GET Vocabulary Games is a wide variety of games including puzzles, role-play, board games, and guessing each game involves vocabulary memorization, personalization, then communication. Teacher’s notes help you manage each game.
About this book
The games in this book have been designed to practise grammar, not to introduce or explain it. This book assumes that the class has already met each grammar point, and that it has been explained in the textbook or course that they are following.
The games are to be used as practice exercises to help students get used to and remember grammatical rules and patterns. They are designed as fun activities to help lighten the load of grammar learning. It is up to you, the teacher, to decide when and how to use them, but one suggestion is as light relief at the end of a lesson which has focused on grammar, or after a session doing more traditional, perhaps written grammar exercises.
About games
A game is an activity with rules, a goal, and an element of fun. There are two kinds of games: competitive games, in which players or teams race to be the first to reach the goal, and cooperative games, in which players or teams work together towards a common goal.

* Assignment
Quote the part of the games-book introduction that starts at the words "About this book" and ends after the words "written grammar exercises.", copying it word for word.

* Extracted entries
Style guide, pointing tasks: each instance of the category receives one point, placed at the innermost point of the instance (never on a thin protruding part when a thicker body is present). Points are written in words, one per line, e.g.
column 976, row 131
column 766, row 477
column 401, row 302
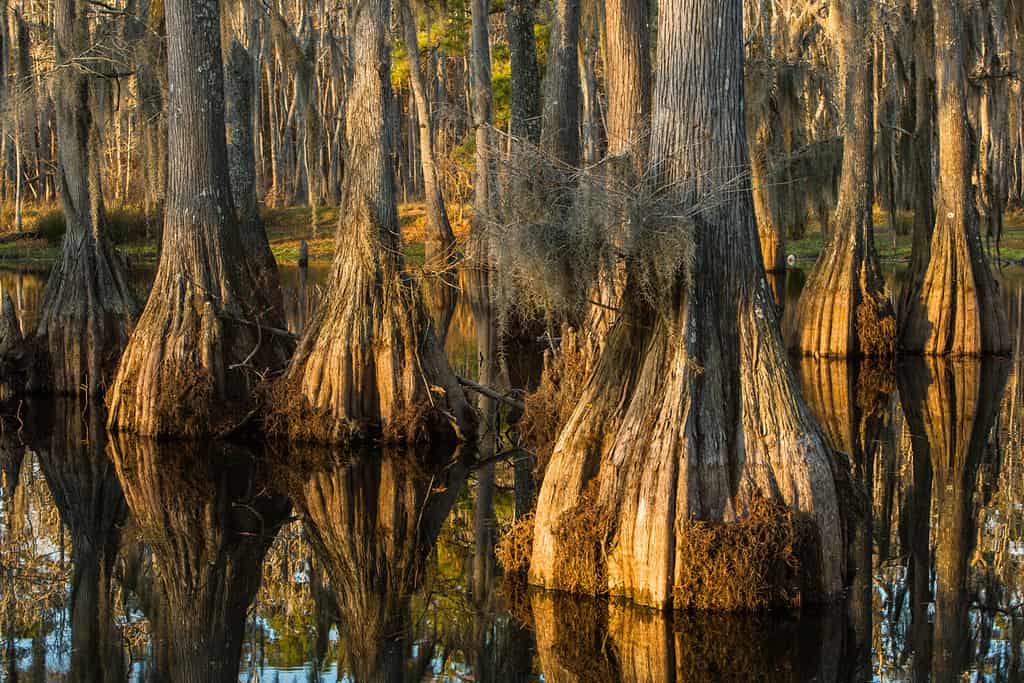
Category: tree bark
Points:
column 955, row 308
column 692, row 410
column 560, row 125
column 525, row 81
column 210, row 519
column 369, row 360
column 924, row 142
column 439, row 241
column 242, row 167
column 628, row 76
column 190, row 361
column 88, row 307
column 844, row 309
column 85, row 488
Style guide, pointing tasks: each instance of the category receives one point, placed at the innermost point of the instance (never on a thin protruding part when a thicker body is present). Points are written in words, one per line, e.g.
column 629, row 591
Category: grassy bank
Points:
column 137, row 236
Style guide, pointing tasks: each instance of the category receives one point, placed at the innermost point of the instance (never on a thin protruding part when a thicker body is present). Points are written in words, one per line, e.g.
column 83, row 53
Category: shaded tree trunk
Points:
column 439, row 241
column 190, row 361
column 955, row 308
column 924, row 140
column 844, row 310
column 675, row 421
column 525, row 77
column 369, row 359
column 89, row 307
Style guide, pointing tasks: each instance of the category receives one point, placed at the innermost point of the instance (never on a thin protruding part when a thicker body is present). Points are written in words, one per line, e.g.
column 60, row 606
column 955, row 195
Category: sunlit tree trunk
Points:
column 844, row 309
column 369, row 360
column 691, row 410
column 204, row 337
column 89, row 307
column 955, row 308
column 242, row 166
column 952, row 406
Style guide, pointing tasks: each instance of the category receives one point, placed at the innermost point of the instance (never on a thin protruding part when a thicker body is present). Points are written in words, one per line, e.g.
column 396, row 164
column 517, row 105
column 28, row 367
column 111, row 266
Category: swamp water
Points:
column 379, row 566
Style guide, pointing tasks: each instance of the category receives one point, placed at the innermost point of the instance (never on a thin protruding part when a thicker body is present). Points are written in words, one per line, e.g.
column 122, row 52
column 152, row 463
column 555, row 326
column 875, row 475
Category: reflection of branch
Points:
column 491, row 393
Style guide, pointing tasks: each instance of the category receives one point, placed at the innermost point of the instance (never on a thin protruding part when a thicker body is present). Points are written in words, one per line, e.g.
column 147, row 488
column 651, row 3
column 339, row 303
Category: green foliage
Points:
column 123, row 225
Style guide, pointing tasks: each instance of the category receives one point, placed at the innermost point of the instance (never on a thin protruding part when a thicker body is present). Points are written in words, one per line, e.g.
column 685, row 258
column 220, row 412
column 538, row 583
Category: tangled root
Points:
column 876, row 331
column 549, row 408
column 750, row 564
column 516, row 546
column 586, row 531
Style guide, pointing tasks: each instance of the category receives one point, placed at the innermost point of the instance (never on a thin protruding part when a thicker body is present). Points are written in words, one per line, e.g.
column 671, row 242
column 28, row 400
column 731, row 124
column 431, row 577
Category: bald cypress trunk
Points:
column 954, row 309
column 372, row 519
column 369, row 360
column 844, row 309
column 924, row 139
column 88, row 307
column 691, row 410
column 239, row 90
column 209, row 518
column 628, row 78
column 439, row 241
column 201, row 344
column 560, row 125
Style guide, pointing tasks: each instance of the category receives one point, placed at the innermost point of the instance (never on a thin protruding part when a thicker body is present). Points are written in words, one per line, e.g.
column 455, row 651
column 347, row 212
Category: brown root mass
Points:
column 750, row 564
column 515, row 546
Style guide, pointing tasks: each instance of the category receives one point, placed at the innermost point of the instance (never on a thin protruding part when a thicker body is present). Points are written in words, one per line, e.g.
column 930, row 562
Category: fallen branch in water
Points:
column 491, row 393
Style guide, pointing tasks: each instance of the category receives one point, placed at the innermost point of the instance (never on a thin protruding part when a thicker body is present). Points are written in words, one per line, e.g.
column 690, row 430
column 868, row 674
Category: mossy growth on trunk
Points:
column 369, row 364
column 208, row 514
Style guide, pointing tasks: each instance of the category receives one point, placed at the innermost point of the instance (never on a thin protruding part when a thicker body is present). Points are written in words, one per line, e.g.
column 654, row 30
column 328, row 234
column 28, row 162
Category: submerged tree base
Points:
column 764, row 560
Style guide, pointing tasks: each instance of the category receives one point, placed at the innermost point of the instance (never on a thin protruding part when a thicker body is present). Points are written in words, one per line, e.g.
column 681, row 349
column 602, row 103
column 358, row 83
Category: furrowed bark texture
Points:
column 692, row 410
column 628, row 74
column 200, row 345
column 209, row 519
column 439, row 241
column 924, row 135
column 525, row 81
column 88, row 306
column 369, row 359
column 844, row 309
column 954, row 309
column 950, row 407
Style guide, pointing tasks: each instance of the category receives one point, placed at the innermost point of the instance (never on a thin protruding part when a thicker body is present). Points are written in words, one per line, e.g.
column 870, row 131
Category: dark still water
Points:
column 123, row 558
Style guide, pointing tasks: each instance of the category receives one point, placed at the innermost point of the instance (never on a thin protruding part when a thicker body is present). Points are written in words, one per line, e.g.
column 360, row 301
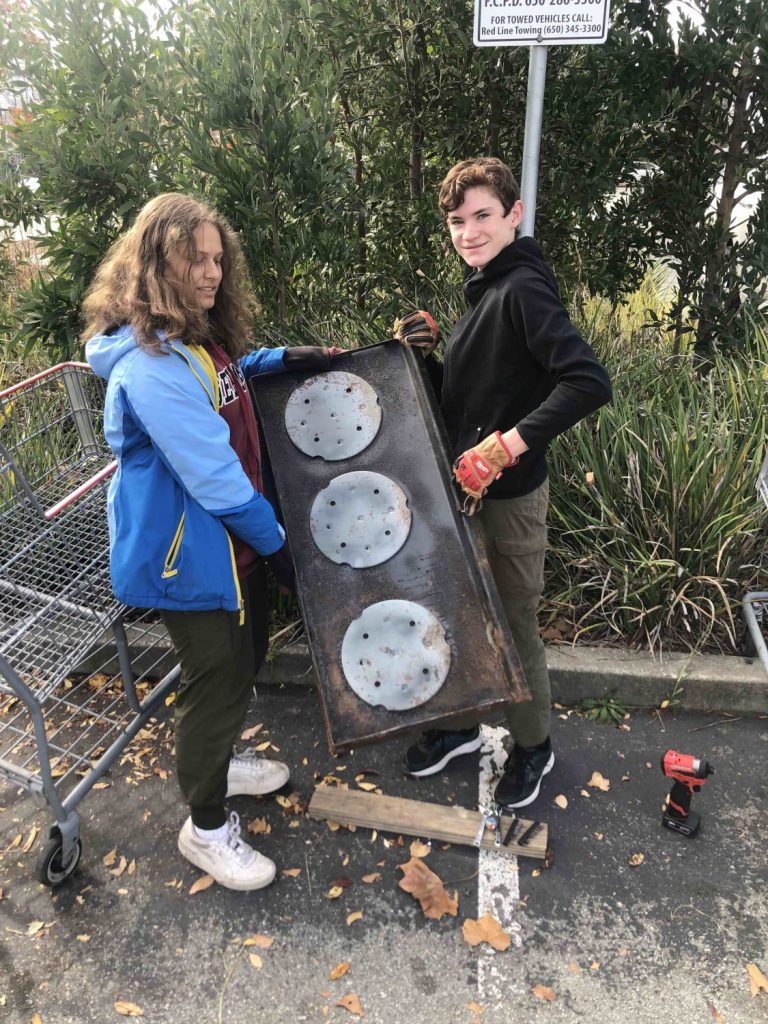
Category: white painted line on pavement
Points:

* Task answer
About this book
The games in this book have been designed to practise grammar, not to introduce or explain it. This book assumes that the class has already met each grammar point, and that it has been explained in the textbook or course that they are following.
The games are to be used as practice exercises to help students get used to and remember grammatical rules and patterns. They are designed as fun activities to help lighten the load of grammar learning. It is up to you, the teacher, to decide when and how to use them, but one suggestion is as light relief at the end of a lesson which has focused on grammar, or after a session doing more traditional, perhaps written grammar exercises.